- [Text passage]
● ● ● ● ●

The gv_lock_account tool does both jobs in one call — it closes the browser context and re-encrypts the profile. Use it instead of gv_close_account when encryption is on:
# Encryption on: prefer gv_lock_account (close + re-encrypt in one call)
await gv.lock_account("acc_work123")
How this differs from the private/public gate¶
These two features are easy to conflate. They protect against different threats and compose cleanly — use both for sensitive accounts.
| Encryption at rest | Private/public gate | |
|---|---|---|
| Threat | Disk theft (laptop stolen, backup leaked) | Someone uses the agent on your unlocked machine |
| What it protects | The profile files on disk | Visibility/accessibility via the agent |
| Mechanism | AES-256-GCM archive + OS keychain key | Password gate; private profiles hidden when locked |
| Failure mode | Lose keychain entry → lose all encrypted profiles | 5 wrong guesses → wipe private profiles |
| Default | Off | Off |
| See | This guide | Private/public profiles |
The threat models don't overlap: encryption doesn't help if the attacker is sitting at your unlocked keyboard using the agent; the gate doesn't help if the attacker has a copy of the disk. For high-value accounts (banking, payments, primary email), enable both.

● ● ● ● ●

- [Source material]
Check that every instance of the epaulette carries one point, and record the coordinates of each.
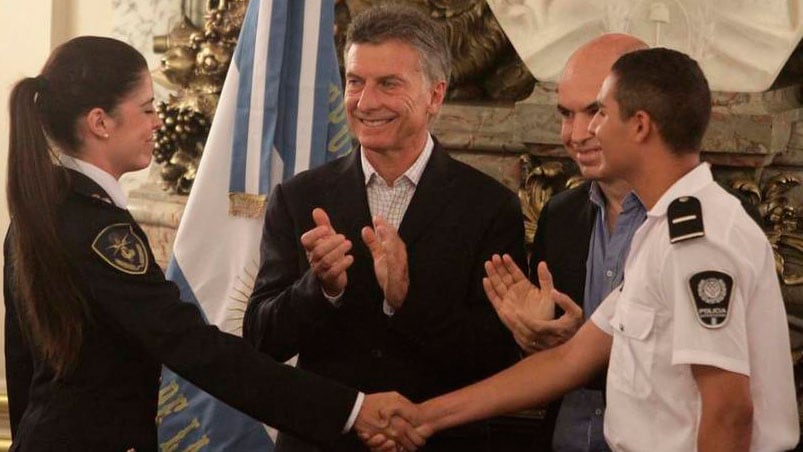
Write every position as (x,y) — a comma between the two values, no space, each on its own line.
(685,218)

● ● ● ● ●

- [What you will do]
a) List the row labels that the table in the guide on profile encryption uses to compare encryption at rest with the private/public gate.
b) In the guide on profile encryption, what happens to private profiles after 5 wrong guesses at the private/public gate?
c) Reproduce the guide on profile encryption word for word, from "The gv_lock_account tool" to "for sensitive accounts.".

- [Numbered answers]
a)
Threat
What it protects
Mechanism
Failure mode
Default
See

b) The private profiles are wiped.

c)
The gv_lock_account tool does both jobs in one call — it closes the browser context and re-encrypts the profile. Use it instead of gv_close_account when encryption is on:
# Encryption on: prefer gv_lock_account (close + re-encrypt in one call)
await gv.lock_account("acc_work123")
How this differs from the private/public gate¶
These two features are easy to conflate. They protect against different threats and compose cleanly — use both for sensitive accounts.